**Text provided**
....

In [2]:
import sqlite3
import pymorphy2
import json
from collections import Counter
from itertools import combinations as combs
from queue import SimpleQueue

In [1]:
def normalise_key(k):
    """Converts 0-based indexing to 1-based indexing."""
    return str(int(k)+1)

In [3]:
def conll2graph(record):
    """Converts sentences described using CoNLL-U format (http://universaldependencies.org/format.html)
    to graphs. Returns a dictionary of nodes (wordforms and POS tags indexed by line numbers)
    together with a graph of the dependencies encoded as adjacency lists of
    (node_key, relation_label, direction[up or down]) tuples."""
    graph = {}
    nodes = {}
    for line in record.splitlines():
        if line.startswith('#'):
            continue
        fields = line.strip('\n').split('\t')
        key = fields[0]
        # Ignore compound surface keys for aux, du, etc.
        if '-' in key:
            continue
        # lemma would be better, but there are no lemmas in Russian PUD
        # take care of this at a later stage
        wordform = fields[1] 
        pos = fields[3]
        parent = fields[6]
        relation = fields[7]
        nodes[key] = { 'wordform': wordform, 'pos': pos }
        if key not in graph:
            graph[key] = []
        if parent not in graph:
            graph[parent] = []
        graph[key].append((parent, relation, 'up'))
        graph[parent].append((key, relation, 'down'))
    return (nodes, graph)

In [4]:
def extract_raw_sentences(record):
    """Extracts target and source sentences from the target record."""
    lines = record[3].splitlines()
    for l in lines:
        if l.startswith('# text = '):
            target = l.strip('\n')[len('# text = '):]
            for l2 in lines:
                if l2.startswith('# text_en = '):
                    source = l2.strip('\n')[len('# text_en = '):]
                    return (source, target)
            else:
                raise ValueError('No source sentence found')
    else:
        raise ValueError('No target sentence found')

In [5]:
def preprocess_alignment(alignment_str):
    """Extracts unaligned words and one-to-many alignments.

....

**Instructions for the task**
Continue the CoNLL-U processing code from its last line, picking up inside the unfinished `preprocess_alignment` docstring.

**Collected material**
....

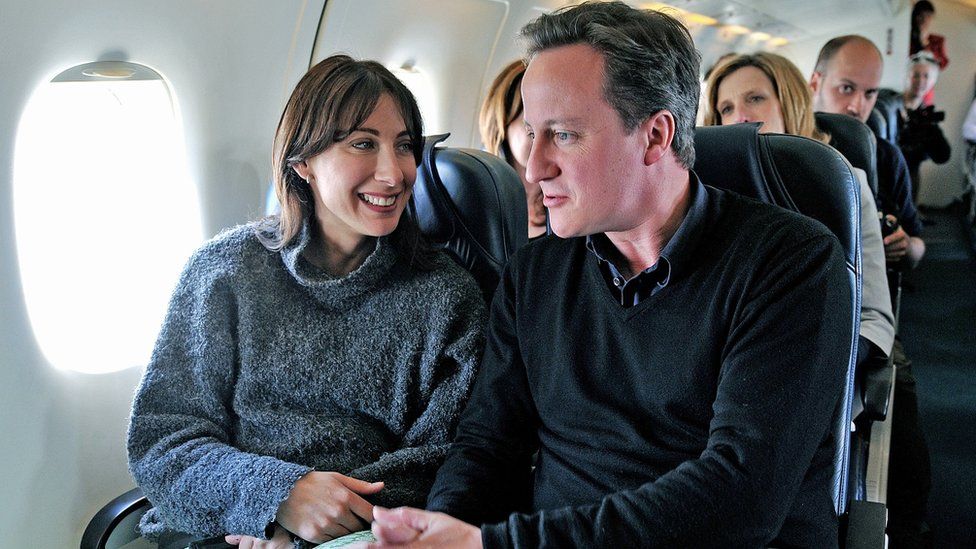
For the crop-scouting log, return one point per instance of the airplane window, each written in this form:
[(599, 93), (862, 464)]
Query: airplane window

....

**Written reply**
    returns remaining edges as a list."""
    en_degrees = Counter()
    fr_degrees = Counter()
    unaligned_en = []
    unaligned_fr = []
    one_to_many_en = {}
    one_to_many_fr = {}
    alignment_edges = alignment_str.split()
    real_edges = []
    resulting_edges = []
    for edge in alignment_edges:
        en, fr = edge.split('-')
        if en == 'X':
            unaligned_fr.append(fr)
        elif fr == 'X':
            unaligned_en.append(en)
        else:
            en_degrees[en] += 1
            fr_degrees[fr] += 1
            real_edges.append((en, fr))
    for edge in real_edges:
        en, fr = edge
        if en_degrees[en] > 1:
            if en not in one_to_many_en:
                one_to_many_en[en] = []
            one_to_many_en[en].append(fr)
        elif fr_degrees[fr] > 1:
            if fr not in one_to_many_fr:
                one_to_many_fr[fr] = []
            one_to_many_fr[fr].append(en)
        else:
            resulting_edges.append(edge)
    return (
        unaligned_en,
        unaligned_fr,
        one_to_many_en,
        one_to_many_fr,
        resulting_edges
    )

In [6]:
def get_path(node1, node2, graph):
    if node1 == node2:
        return []
    
    # BFS with edge labels for paths
    q = SimpleQueue()
    # Remembers where we came from and the edge label
    sources = {}
    
    q.put(node1)
    visited = set()
    visited.add(node1)
    
    while not q.empty():
        current = q.get()
        for neighbour, relation, direction in graph[current]:
            if neighbour == node2:
                path = [relation+'_'+direction]
                source = current
                while source != node1:
                    prev_node, prev_relation, prev_direction = sources[source]
                    path.append(prev_relation+'_'+prev_direction)
                    source = prev_node
                return list(reversed(path))
            elif neighbour not in visited:
                sources[neighbour] = (current, relation, direction)
                q.put(neighbour)
            visited.add(neighbour)
            
    raise ValueError("UD graph is not connected.")

In [82]:
def strip_directions(path):
    return list(map(lambda x: x.split('_')[0], path))

In [5]:
def get_node_depth(node, graph):
    # BFS
    cur_depth = 0
    q = SimpleQueue()
    q.put(('0',0))
    visited = set()
    visited.add('0')
    while not q.empty():
        current_node, current_depth = q.get()
        for neighbour, *_ in graph[current_node]:
            if neighbour == node:
                return current_depth+1
            elif neighbour not in visited:
                q.put((neighbour, current_depth+1))
            visited.add(neighbour)
    raise IndexError("Target node unreachable")

In [12]:
def get_upgoing_relation(node, graph):
    rel = None
    for edge in graph[node]:
        if edge[-1] == 'up':
            rel = edge[1]
            break
    assert rel != None
    return rel

In [6]:
conn = sqlite3.connect('pud.db')
cursor = conn.cursor()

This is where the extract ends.